Records from a dataset
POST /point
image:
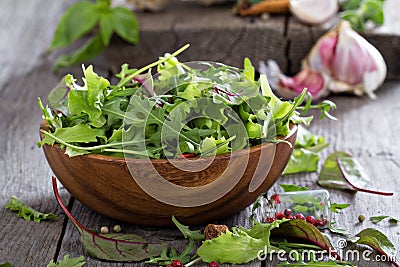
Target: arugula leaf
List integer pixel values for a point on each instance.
(359, 12)
(187, 233)
(68, 262)
(235, 247)
(293, 188)
(302, 160)
(83, 17)
(28, 213)
(335, 207)
(378, 241)
(112, 247)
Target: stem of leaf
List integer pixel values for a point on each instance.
(125, 80)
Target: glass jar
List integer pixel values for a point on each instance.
(312, 206)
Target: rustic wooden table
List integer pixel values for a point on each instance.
(367, 129)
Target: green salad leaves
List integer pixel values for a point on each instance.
(185, 109)
(83, 19)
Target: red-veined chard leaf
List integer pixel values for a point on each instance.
(303, 230)
(379, 242)
(342, 171)
(112, 247)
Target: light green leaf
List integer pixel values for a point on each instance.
(68, 262)
(106, 27)
(293, 188)
(302, 160)
(78, 20)
(28, 213)
(125, 24)
(378, 241)
(249, 70)
(80, 133)
(235, 247)
(331, 176)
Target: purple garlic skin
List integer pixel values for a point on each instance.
(340, 61)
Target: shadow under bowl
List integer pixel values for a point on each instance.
(149, 192)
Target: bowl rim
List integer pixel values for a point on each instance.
(293, 128)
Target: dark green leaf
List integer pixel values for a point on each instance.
(125, 24)
(187, 233)
(335, 207)
(68, 262)
(378, 241)
(112, 247)
(78, 20)
(293, 188)
(28, 213)
(302, 160)
(92, 48)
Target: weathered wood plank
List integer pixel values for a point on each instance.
(23, 169)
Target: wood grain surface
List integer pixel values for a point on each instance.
(367, 129)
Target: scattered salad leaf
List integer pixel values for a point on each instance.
(28, 213)
(359, 12)
(68, 262)
(234, 247)
(83, 17)
(379, 242)
(342, 171)
(377, 219)
(293, 188)
(112, 247)
(187, 233)
(302, 160)
(335, 207)
(303, 230)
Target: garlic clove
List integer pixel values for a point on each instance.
(357, 62)
(313, 11)
(315, 82)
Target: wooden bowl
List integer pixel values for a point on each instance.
(106, 184)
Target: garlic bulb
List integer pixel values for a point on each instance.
(313, 11)
(340, 61)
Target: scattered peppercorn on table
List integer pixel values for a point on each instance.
(367, 129)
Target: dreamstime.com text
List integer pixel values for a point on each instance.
(348, 255)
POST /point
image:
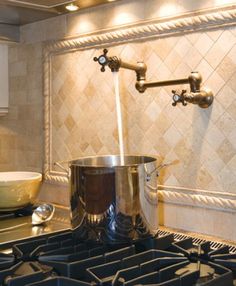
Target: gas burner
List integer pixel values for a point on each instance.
(206, 272)
(69, 259)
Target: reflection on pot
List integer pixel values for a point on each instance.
(106, 196)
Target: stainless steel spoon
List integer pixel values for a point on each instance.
(43, 213)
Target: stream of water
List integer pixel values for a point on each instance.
(119, 116)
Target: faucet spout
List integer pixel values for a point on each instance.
(197, 95)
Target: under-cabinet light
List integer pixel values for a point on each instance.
(72, 7)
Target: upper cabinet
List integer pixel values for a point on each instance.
(4, 91)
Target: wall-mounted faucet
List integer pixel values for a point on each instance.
(197, 95)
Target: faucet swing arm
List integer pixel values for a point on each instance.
(202, 97)
(115, 63)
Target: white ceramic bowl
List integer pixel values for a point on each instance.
(18, 189)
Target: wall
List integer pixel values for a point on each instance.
(201, 140)
(21, 131)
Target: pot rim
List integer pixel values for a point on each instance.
(129, 160)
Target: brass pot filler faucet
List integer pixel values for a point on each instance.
(202, 97)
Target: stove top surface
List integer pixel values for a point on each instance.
(71, 258)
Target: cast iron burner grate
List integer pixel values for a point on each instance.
(165, 260)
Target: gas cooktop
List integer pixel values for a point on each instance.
(69, 258)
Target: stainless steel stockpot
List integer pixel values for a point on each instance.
(108, 196)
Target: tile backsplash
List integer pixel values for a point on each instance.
(201, 142)
(21, 131)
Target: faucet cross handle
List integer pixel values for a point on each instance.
(103, 60)
(179, 97)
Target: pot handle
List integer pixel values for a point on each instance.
(159, 167)
(59, 164)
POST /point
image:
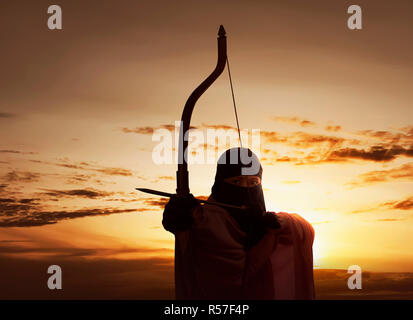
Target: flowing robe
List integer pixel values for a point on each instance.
(211, 261)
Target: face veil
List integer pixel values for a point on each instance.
(238, 162)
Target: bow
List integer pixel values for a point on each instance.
(182, 180)
(182, 177)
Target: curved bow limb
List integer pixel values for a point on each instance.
(182, 177)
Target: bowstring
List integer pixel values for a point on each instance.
(233, 101)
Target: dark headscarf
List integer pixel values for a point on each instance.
(237, 162)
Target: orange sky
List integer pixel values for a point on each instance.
(333, 107)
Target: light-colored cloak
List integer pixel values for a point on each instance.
(211, 261)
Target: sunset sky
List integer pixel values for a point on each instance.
(79, 106)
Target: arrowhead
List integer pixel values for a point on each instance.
(221, 31)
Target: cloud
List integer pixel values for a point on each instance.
(112, 171)
(291, 181)
(295, 120)
(404, 172)
(331, 284)
(375, 153)
(81, 193)
(332, 128)
(7, 115)
(17, 152)
(20, 215)
(21, 176)
(150, 130)
(166, 178)
(406, 204)
(156, 202)
(88, 273)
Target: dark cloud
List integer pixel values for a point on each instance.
(21, 176)
(19, 215)
(403, 138)
(115, 171)
(166, 178)
(375, 153)
(296, 121)
(16, 152)
(406, 204)
(149, 276)
(150, 130)
(156, 202)
(332, 284)
(81, 193)
(404, 172)
(333, 128)
(112, 171)
(7, 115)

GOAL OF THE EXERCISE:
Show every line of the entries above where the word "scattered" occurs.

TASK SOLUTION:
Target: scattered salad leaf
Target: scattered peppercorn on table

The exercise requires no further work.